▸ **Information given**:

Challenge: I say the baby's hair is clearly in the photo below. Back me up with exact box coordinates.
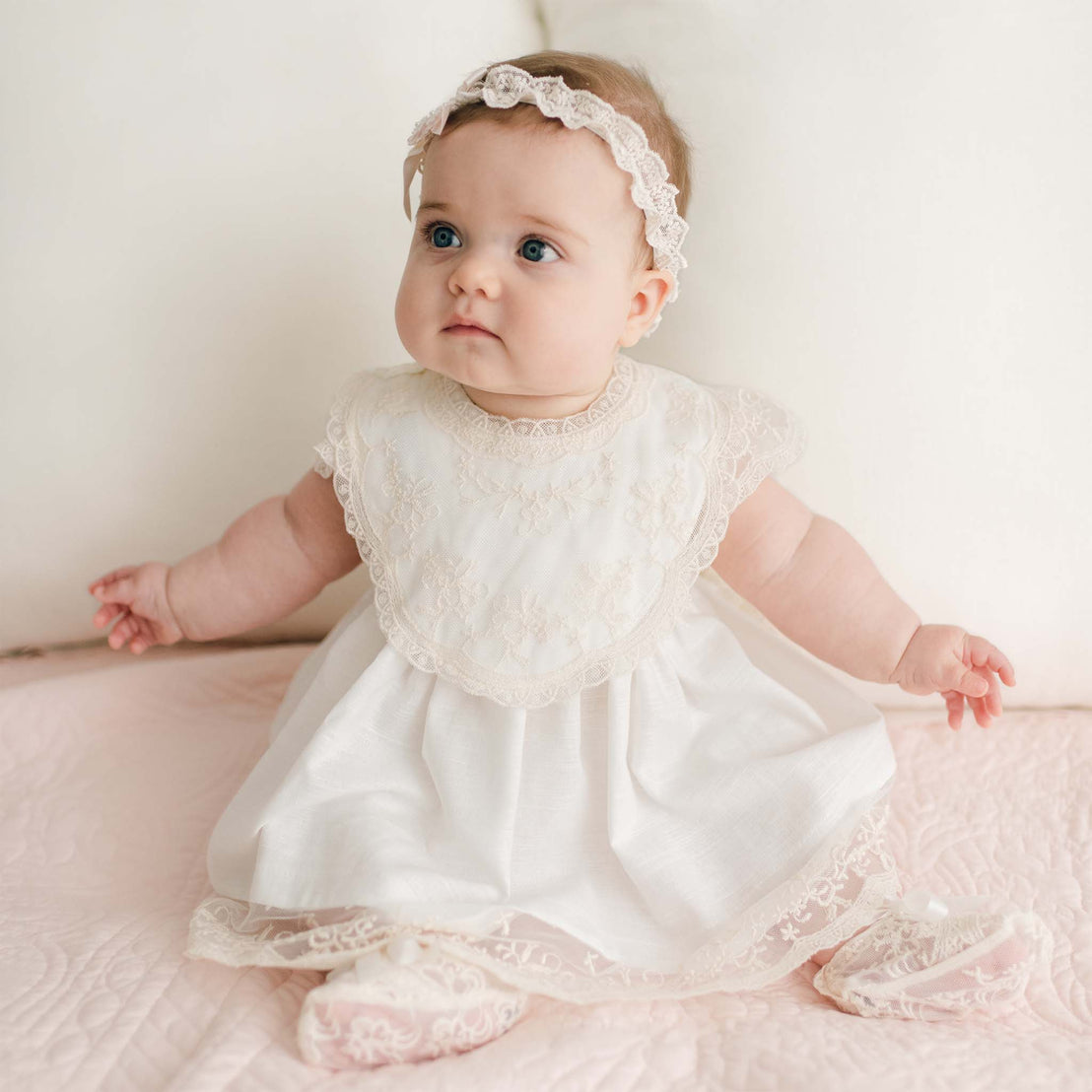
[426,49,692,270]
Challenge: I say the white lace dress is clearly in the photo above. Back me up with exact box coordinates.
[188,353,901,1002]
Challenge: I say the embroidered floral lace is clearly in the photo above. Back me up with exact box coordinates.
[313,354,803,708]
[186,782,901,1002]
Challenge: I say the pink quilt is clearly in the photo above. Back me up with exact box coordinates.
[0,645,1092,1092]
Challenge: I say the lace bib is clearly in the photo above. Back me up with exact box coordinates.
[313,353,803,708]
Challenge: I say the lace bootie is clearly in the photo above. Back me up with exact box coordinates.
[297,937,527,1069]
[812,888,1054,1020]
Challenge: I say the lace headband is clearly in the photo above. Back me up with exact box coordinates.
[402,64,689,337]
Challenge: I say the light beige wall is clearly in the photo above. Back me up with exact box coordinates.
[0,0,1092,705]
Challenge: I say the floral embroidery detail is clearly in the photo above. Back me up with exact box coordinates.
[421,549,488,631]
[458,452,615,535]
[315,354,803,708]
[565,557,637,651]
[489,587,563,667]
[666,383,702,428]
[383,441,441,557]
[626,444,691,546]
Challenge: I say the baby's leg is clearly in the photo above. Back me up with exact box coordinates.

▸ **Goal**:
Copy out, character for character, the part of the records that starts with the line containing "Challenge: I say the pink" and runs through the last line of the records, both ends included.

▸ **Finished task**:
Challenge: I say the pink quilt is clearly in the photo above. Back me up with exact box coordinates.
[0,645,1092,1092]
Challenge: I say the lace bib is clearly in the photo above. Back me up with exact box coordinates.
[313,353,803,708]
Challenge: I say the lace bootie is clearly in the photo above. Back me up with exact box coordinates.
[297,937,527,1069]
[812,888,1054,1020]
Challenge: I say the lace headband is clearly in the photo above. Back me up with exact box coordinates.
[402,64,689,337]
Challenge: I say the light beige wall is clearly in the photo above. Back me up with exact box coordinates.
[0,0,1092,705]
Challenge: I say the floral embroidery detail is clearly in the photo above. Back me up with exact box coordinates.
[421,549,488,631]
[458,452,615,535]
[315,354,803,708]
[565,557,637,651]
[489,587,563,667]
[666,383,702,428]
[383,441,441,557]
[626,444,691,546]
Challenge: I say the baby's leg is clearly in the photo above. Back me up with exact box coordinates.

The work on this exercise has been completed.